Required action »
Find "Where can the nurse's" and "column 405, row 305" in the records below. Copy the lines holding them and every line between, exactly, and no others.

Records for this task »

Start of Block

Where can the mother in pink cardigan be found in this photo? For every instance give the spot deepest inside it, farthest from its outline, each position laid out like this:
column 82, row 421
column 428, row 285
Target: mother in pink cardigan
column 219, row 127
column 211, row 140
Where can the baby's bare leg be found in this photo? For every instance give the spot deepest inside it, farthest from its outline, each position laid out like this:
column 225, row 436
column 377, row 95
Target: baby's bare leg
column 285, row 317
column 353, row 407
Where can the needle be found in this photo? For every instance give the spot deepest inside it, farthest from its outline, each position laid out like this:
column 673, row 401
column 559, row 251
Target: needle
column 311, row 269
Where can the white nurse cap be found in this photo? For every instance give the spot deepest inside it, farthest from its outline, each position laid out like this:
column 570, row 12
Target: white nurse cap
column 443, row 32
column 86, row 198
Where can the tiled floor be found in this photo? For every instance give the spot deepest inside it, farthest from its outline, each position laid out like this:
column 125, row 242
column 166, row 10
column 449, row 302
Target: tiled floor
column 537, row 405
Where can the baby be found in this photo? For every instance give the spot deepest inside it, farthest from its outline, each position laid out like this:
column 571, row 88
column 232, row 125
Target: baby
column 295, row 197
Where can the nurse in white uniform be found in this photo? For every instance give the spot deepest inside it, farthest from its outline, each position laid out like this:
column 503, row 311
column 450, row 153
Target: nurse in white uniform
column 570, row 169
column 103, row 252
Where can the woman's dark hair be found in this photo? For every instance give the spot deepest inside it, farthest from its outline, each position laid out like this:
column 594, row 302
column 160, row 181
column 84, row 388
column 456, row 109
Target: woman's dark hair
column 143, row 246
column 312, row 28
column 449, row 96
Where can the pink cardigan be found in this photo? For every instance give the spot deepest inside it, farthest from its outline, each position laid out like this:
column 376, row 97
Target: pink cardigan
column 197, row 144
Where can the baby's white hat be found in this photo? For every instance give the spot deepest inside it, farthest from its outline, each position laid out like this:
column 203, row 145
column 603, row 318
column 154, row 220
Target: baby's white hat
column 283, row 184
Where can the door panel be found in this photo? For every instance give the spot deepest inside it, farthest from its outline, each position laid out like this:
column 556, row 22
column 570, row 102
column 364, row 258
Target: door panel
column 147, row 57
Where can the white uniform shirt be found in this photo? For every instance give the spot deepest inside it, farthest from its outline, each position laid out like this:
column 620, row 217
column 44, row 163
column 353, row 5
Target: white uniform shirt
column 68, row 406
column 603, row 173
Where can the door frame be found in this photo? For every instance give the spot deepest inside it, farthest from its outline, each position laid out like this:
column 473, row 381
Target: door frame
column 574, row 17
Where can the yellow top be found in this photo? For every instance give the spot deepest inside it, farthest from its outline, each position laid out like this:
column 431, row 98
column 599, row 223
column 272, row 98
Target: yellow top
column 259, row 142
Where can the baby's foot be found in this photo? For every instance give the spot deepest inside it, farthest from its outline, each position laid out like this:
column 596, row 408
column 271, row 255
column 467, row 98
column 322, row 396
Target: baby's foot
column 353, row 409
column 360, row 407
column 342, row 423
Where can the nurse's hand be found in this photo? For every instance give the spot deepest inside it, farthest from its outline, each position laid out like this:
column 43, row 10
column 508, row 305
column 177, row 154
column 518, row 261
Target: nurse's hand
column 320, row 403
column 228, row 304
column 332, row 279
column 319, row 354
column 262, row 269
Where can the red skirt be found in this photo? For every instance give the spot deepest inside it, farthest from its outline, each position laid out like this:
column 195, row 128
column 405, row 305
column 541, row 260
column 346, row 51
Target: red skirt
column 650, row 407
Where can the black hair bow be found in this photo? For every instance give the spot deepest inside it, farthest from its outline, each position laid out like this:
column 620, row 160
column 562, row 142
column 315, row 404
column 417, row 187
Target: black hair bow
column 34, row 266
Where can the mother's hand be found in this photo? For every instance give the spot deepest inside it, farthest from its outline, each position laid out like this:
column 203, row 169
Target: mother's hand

End of Block

Task result »
Where can the nurse's hand be found in this photo? For every instance give the spot deepest inside it, farthest from its outline, each position laid out like this:
column 43, row 10
column 508, row 305
column 177, row 154
column 518, row 261
Target: nurse's hand
column 320, row 403
column 228, row 304
column 332, row 279
column 319, row 354
column 262, row 269
Where can the red skirt be found in this photo? For every instance give the spot deepest inside it, farthest from its outline, each position laid out like this:
column 195, row 128
column 405, row 305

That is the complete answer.